What lines below include the string "hill"? Pick them out and copy them.

Records for this task ->
##########

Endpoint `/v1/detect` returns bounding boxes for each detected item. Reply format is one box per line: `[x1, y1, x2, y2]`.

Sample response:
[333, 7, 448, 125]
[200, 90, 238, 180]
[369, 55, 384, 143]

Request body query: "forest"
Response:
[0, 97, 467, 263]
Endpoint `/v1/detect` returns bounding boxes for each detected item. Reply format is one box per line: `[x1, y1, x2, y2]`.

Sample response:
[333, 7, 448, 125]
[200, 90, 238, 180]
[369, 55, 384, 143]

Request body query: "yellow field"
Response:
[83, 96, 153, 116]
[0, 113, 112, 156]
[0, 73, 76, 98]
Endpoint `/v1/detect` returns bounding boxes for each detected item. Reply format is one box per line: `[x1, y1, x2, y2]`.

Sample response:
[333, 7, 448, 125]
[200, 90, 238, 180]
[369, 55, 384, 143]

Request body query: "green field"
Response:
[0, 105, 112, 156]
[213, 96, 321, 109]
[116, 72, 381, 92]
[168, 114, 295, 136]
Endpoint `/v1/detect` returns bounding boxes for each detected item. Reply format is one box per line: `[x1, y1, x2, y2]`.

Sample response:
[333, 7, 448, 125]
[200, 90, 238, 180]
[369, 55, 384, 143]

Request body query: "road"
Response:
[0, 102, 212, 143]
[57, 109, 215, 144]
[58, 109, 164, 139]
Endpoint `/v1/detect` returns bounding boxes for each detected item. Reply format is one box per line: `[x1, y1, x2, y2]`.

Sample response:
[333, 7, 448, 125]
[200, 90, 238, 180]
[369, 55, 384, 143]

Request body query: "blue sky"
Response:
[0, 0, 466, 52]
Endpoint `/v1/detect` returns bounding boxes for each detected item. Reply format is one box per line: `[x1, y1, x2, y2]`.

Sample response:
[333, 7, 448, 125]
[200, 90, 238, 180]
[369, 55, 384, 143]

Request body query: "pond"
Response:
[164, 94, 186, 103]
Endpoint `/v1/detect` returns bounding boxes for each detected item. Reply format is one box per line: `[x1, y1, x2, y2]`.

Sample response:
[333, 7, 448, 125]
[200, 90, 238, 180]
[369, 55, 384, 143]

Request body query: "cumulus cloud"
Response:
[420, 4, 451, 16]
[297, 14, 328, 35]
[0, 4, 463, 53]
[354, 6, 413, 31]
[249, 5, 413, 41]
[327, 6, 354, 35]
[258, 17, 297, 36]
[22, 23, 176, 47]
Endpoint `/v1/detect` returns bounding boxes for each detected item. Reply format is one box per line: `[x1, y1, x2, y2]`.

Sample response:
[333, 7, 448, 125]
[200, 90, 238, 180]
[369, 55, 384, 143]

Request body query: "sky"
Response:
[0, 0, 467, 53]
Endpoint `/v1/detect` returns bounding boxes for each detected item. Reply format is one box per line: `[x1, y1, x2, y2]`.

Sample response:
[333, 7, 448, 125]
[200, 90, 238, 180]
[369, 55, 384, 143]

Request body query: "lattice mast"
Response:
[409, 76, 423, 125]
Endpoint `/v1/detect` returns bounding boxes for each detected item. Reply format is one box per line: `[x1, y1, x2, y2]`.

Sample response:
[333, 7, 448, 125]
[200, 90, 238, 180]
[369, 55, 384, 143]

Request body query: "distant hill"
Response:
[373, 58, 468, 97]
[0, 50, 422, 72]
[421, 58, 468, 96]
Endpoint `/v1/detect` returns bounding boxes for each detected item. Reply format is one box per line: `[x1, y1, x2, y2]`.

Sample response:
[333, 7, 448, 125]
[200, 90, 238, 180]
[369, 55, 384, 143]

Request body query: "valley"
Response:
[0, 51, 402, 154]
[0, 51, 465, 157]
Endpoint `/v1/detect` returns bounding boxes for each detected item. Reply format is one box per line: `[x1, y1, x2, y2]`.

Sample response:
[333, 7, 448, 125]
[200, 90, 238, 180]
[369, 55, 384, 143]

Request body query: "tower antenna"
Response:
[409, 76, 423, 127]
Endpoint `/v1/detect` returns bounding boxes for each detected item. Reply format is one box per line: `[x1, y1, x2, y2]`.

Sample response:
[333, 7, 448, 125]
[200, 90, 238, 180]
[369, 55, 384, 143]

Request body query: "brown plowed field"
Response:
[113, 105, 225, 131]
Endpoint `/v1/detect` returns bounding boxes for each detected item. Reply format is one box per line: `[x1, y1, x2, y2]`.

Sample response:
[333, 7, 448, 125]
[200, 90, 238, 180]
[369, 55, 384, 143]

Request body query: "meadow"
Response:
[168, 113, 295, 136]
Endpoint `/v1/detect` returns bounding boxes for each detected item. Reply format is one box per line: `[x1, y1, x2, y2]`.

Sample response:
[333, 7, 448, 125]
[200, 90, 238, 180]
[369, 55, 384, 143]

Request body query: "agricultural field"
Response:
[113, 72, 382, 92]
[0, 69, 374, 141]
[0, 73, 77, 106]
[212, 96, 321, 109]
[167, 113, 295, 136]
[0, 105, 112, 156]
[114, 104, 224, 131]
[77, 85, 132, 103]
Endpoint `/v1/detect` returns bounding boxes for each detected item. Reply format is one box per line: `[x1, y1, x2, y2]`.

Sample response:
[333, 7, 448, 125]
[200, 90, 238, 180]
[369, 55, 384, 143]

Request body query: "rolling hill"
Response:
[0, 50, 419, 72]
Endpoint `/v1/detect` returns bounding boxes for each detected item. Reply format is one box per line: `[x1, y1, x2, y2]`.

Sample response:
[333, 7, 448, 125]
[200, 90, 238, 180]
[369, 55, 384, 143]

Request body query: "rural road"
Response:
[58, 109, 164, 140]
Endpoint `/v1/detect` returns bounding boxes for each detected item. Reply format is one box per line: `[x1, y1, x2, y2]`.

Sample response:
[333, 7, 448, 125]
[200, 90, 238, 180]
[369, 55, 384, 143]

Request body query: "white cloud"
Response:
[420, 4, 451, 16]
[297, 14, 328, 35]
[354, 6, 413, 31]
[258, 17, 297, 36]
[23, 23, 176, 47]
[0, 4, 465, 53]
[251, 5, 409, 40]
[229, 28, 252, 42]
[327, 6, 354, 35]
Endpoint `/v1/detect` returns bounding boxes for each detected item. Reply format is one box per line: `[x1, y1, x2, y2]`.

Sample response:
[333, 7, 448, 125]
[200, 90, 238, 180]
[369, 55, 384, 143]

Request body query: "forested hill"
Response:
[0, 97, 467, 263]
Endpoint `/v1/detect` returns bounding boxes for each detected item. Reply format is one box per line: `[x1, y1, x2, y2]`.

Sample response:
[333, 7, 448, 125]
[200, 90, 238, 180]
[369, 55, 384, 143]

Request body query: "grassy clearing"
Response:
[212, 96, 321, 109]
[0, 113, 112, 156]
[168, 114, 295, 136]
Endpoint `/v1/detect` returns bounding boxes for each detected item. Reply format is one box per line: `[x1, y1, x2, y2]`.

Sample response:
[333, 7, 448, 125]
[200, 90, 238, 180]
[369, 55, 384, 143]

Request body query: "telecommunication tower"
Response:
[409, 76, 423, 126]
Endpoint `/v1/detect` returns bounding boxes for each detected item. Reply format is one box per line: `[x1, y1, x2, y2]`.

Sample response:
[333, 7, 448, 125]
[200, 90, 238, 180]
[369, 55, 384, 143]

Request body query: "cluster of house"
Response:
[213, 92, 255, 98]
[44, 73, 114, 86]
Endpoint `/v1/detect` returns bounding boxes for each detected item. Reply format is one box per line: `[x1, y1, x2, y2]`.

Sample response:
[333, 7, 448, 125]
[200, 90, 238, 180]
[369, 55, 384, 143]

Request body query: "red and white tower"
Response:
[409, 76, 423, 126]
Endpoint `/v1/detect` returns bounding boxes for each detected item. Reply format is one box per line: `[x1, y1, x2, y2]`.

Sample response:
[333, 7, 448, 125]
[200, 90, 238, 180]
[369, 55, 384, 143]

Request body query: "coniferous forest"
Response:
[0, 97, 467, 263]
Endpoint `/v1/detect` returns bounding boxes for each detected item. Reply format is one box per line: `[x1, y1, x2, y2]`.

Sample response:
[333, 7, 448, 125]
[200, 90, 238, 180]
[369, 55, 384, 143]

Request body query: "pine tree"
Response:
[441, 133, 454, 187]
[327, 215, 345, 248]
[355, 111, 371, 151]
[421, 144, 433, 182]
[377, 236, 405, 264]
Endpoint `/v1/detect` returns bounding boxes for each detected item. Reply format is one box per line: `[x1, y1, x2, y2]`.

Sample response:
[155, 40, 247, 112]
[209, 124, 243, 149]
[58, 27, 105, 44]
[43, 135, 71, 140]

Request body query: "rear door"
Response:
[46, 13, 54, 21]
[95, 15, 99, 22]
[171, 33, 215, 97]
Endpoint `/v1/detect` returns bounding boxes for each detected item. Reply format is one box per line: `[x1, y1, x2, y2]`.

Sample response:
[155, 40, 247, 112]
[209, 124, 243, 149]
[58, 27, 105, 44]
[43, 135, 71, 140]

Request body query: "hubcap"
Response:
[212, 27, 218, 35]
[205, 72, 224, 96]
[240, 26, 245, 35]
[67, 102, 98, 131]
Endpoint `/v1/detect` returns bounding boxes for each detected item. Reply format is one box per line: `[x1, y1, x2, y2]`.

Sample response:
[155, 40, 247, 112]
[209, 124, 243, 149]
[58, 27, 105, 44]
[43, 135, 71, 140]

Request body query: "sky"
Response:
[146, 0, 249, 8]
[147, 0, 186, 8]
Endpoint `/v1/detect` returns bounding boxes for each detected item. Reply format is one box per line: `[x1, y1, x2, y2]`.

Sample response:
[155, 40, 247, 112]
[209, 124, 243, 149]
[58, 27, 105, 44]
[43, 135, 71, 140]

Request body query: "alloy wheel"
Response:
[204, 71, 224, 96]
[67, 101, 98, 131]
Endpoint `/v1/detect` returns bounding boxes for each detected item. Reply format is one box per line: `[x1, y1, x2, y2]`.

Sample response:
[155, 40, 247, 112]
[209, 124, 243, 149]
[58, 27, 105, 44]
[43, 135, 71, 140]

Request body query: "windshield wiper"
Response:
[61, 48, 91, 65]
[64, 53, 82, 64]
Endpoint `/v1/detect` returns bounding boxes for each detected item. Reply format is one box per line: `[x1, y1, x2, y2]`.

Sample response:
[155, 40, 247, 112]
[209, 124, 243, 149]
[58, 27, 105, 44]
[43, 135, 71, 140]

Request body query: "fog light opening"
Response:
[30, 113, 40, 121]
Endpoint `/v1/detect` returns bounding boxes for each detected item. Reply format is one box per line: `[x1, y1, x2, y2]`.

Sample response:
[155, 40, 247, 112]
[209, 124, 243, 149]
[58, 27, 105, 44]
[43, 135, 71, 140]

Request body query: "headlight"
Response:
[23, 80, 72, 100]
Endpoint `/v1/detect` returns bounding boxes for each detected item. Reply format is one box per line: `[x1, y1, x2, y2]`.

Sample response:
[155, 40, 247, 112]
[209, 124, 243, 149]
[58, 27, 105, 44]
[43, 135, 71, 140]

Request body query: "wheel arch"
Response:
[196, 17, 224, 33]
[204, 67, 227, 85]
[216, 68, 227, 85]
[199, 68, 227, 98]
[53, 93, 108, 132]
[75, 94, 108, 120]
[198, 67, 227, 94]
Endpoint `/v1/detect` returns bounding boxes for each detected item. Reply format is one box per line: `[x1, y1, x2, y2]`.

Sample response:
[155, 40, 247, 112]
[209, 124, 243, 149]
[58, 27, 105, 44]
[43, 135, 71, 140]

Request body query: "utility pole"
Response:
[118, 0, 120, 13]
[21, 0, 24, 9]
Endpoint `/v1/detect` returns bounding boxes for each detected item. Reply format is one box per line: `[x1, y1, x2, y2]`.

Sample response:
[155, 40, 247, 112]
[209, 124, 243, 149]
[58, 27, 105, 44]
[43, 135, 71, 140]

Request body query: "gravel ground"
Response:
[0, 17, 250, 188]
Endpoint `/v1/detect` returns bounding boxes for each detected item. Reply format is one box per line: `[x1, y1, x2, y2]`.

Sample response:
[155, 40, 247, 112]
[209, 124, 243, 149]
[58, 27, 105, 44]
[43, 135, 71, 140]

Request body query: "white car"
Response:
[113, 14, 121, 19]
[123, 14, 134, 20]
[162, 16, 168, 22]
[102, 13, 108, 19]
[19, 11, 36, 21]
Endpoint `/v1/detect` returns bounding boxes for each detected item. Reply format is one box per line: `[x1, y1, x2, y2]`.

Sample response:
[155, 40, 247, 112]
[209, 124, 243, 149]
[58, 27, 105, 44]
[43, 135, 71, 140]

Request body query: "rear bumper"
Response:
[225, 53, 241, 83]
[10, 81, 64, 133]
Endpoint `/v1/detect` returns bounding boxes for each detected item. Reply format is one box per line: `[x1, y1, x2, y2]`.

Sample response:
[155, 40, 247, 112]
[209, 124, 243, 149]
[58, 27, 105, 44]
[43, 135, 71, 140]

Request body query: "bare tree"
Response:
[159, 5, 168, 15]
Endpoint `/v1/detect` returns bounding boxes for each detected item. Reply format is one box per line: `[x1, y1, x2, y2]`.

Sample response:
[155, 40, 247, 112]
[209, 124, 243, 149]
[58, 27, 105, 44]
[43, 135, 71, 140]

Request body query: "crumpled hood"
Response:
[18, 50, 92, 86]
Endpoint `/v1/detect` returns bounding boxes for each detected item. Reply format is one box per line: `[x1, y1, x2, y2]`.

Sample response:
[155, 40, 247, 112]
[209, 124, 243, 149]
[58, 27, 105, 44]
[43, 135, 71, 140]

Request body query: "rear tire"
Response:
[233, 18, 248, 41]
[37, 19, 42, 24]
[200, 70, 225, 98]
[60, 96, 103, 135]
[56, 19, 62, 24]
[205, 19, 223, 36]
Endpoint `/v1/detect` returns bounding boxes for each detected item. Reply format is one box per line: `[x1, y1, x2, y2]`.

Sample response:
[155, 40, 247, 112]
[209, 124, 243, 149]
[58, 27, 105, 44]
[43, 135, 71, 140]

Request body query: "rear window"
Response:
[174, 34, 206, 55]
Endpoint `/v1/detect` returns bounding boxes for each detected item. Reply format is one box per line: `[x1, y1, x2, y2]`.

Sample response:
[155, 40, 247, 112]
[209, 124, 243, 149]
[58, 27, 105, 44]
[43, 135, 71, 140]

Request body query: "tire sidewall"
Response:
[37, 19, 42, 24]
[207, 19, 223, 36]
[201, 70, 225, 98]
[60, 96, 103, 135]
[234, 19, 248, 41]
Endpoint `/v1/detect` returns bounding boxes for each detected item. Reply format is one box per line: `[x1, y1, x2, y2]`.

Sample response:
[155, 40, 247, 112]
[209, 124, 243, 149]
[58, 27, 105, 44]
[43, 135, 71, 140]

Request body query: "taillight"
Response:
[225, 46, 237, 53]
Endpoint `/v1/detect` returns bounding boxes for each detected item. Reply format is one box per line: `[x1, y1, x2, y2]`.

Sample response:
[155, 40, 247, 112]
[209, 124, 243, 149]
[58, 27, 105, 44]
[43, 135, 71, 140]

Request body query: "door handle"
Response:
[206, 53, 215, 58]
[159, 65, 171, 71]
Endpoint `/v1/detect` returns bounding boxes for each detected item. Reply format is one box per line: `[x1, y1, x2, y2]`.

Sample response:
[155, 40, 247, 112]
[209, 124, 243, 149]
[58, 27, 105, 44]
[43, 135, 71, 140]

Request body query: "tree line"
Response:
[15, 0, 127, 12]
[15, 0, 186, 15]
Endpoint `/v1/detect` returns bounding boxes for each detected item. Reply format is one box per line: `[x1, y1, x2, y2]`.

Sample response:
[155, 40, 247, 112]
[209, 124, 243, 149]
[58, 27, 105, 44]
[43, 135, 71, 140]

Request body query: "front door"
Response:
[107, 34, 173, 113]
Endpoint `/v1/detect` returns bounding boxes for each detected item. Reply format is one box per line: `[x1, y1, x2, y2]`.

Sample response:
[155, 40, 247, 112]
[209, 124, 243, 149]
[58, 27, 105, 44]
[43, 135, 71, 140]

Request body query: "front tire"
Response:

##########

Output of the exercise ->
Request body query: "distant hill"
Request body query: "rolling hill"
Request body query: "forested hill"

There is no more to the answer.